◆ **Source document**
They don’t expect much of a looting problem or at least not much of a sustained looting problem. This is Texas after all.

11 thoughts on “Mom Update”

  1. Good to hear that your mom is OK.

    “. . . people from local communities were also present along the way handing out food, water and gasoline.”

    This, of course, is typical behavior in the USA. It always annoys me when leftie journos run down the USA based on the behavior of only its most aberrant citizens in its most dysfunctional places — e.g., New Orleans.

  2. Jonathan,

    Yes and the ordinary decent behavior is always spread out and off camera. Goodness is usually diffused while Evil concentrates making it always easier to film the Evil than the good.

  3. I too have family in Houston. They are still there. They live in an area that does not have a mandatory evacuation. The party atmosphere you mentioned is definitely going on. My family has been going out to dinner parties at friends houses each night. I even sent them my “rules for the ethical looter” For after the storm, if need be.

  4. Btw, journalists do that everywhere.

    I’m interested to find out if average citizens everywhere also respond to mass need with generosity. I suspect that it happens more often than not, just as crime and lawlessness also increases after a disaster.

    The area around Kobi, Japn suffered from an earthquake in 1995. The biggest impression I retain from that terrible event was the way that the media kept harping on the fact that the Japanese people were very generous towards the afflicted. According to the talking heads on the TV, the Japanese were usually only concerned with helping immediate family and would leave others to fend for themselves. (I don’t know how accurate this claim is.)

    On the other hand, I’ve read many first-person accounts written by Allied prisoners during WWII. The German people would usually respond to POW’s with gifts of food or water if they would come in contact with them while they were being transported somewhere outside of the prison camp.

    This isn’t to say that they would receive much help if they were escapees. Then they’d be in trouble if civilians spotted them. But it seems that there’s always someone in the crowd who is moved to pity by the plight of the less fortunate.

    James

  5. One thing that I heard on Fox News earlier is that a lot of households were taking two or three cars in order to carry more stuff away.

    Our old nemesis, the tragedy of the commons, bites us in the ass once again!

◆ **Things to do**
1. Does the Houston evacuation text support each statement? (a) One commenter's family in Houston lives in an area under a mandatory evacuation. (b) The earthquake in Japan that a commenter mentions took place in 1995. (c) A commenter heard on Fox News that many households were taking two or three cars. Answer yes or no for each and quote the words from the text that settle it.
2. Carry on the Houston evacuation text from the point where it stops.
The lines after this text are not needed.

◆ **Supplied information**
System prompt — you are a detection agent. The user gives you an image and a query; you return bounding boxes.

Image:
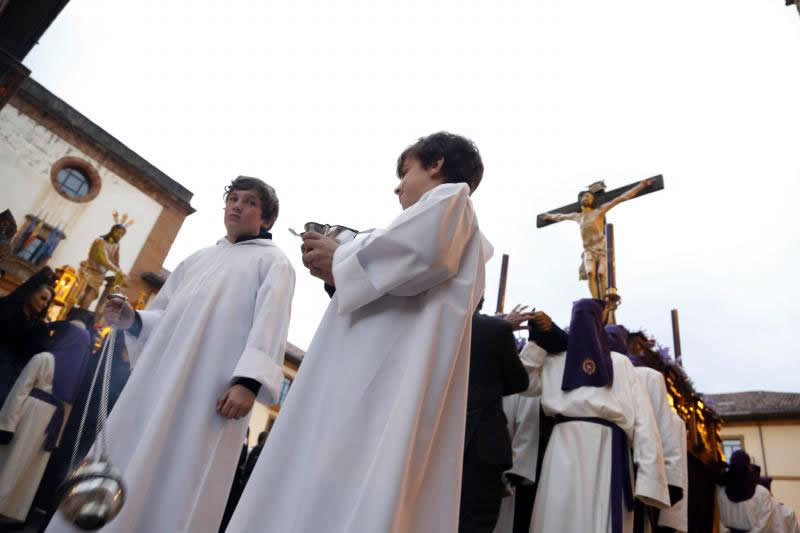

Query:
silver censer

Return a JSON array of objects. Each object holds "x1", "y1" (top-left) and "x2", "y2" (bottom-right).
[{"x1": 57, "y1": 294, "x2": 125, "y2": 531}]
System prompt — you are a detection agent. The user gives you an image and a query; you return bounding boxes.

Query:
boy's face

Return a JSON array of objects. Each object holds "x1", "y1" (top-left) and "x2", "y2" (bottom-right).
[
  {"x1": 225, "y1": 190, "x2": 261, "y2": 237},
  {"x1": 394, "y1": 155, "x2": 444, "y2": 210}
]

◆ **Per-task answers**
1.
(a) No: "They live in an area that does not have a mandatory evacuation."
(b) Yes: "suffered from an earthquake in 1995"
(c) Yes: "a lot of households were taking two or three cars in order to carry more stuff away"

2.
  6. James R. Rummel,

    “I’m interested to find out if average citizens everywhere also respond to mass need with generosity. “

    Those that study peoples responses in emergencies have found that cooperation is the rule of the day. They call it emergent cooperation and spontaneous altruism. Breakdowns in social order during large scale disasters are in fact the exception and not the rule. The circumstances in New Orleans, for example, were a historical anomaly.

    The way that people are portrayed as acting in movies or other art is almost exactly backwards from peoples real behavior. People don’t panic, don’t attack each other and they do self-organize.

  7. “The circumstances in New Orleans, for example, were a historical anomaly.”

    Michael Barone wrote recently that “Robert Putnam in Bowling Alone noted that Louisiana ranks No. 50 among states in measures of social connectedness.” New Orleans is exceptional in the USA in terms of low social cohesion, high crime, low trust. The pre-existing, ongoing cultural disaster made the material disaster much worse than it would have been if it had happened to other communities.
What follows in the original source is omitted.